▸ Dataset extract
- - - - -
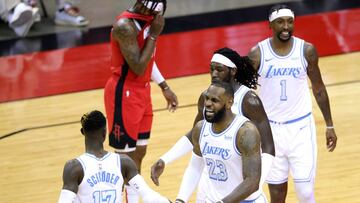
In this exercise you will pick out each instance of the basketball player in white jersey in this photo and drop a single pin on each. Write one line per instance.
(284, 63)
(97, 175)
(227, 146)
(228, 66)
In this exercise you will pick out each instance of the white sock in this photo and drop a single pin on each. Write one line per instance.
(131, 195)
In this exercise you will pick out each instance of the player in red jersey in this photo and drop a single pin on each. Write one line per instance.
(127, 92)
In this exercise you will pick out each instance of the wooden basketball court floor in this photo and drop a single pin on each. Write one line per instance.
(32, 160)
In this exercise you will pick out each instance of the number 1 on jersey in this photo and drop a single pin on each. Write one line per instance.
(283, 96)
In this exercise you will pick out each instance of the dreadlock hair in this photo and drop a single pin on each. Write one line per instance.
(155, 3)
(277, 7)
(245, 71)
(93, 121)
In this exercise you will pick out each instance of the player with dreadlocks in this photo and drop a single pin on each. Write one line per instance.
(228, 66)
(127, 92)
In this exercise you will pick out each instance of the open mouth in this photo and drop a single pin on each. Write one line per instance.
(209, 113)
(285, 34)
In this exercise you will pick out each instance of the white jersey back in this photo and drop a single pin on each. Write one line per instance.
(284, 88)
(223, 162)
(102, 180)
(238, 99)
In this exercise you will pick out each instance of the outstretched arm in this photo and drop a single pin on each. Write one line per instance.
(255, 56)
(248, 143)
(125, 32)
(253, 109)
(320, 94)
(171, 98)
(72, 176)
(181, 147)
- - - - -
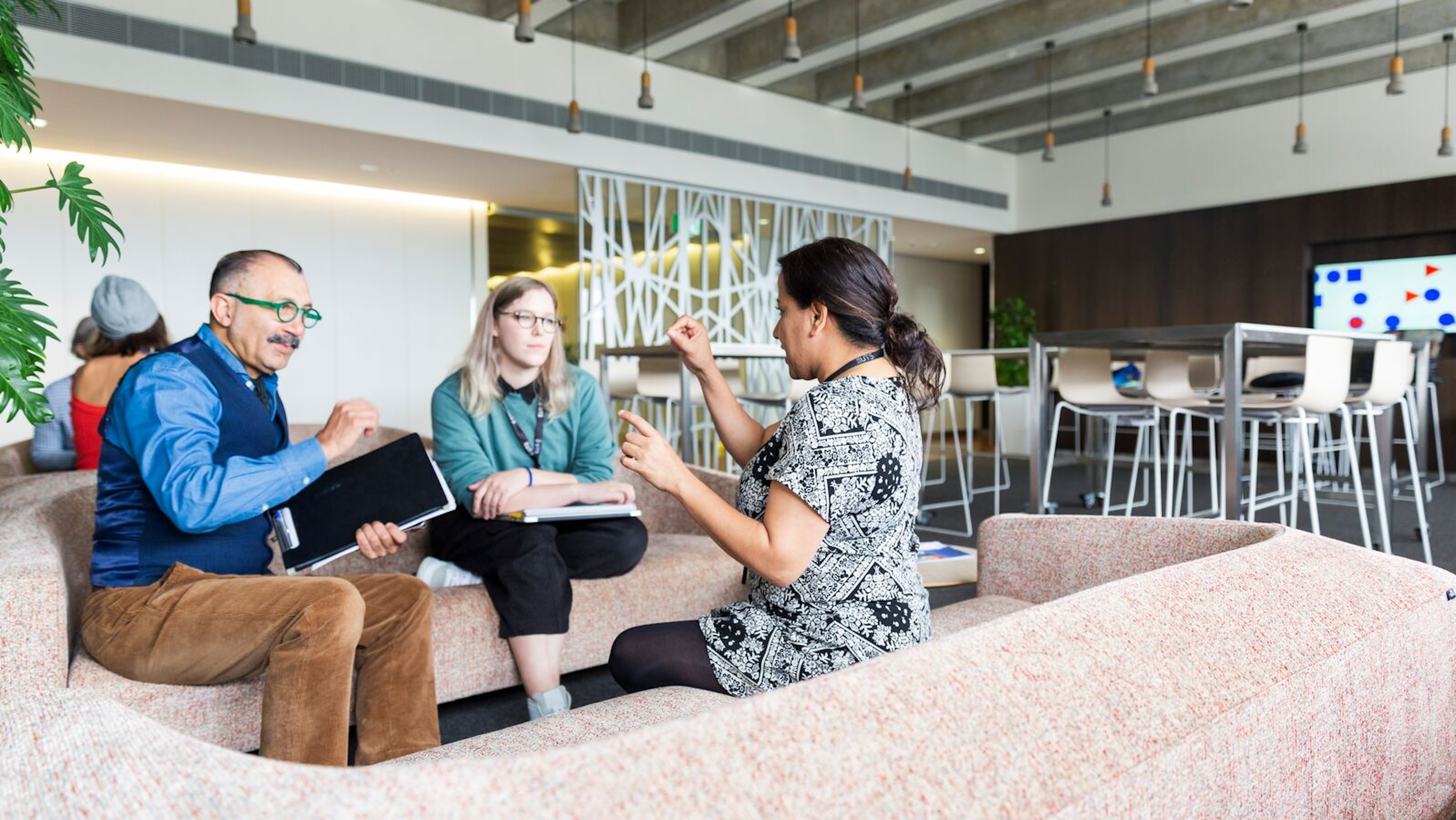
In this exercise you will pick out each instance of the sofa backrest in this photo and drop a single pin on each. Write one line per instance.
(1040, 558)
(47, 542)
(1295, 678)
- - - - -
▸ Goal
Pull out each line of the entries above in which the word "with" appears, and reproduce those lines in full.

▸ Expected answer
In this exercise you will pick out each instance of the player with dreadlocks in this photo and drop a single pin on each. Write one line per instance.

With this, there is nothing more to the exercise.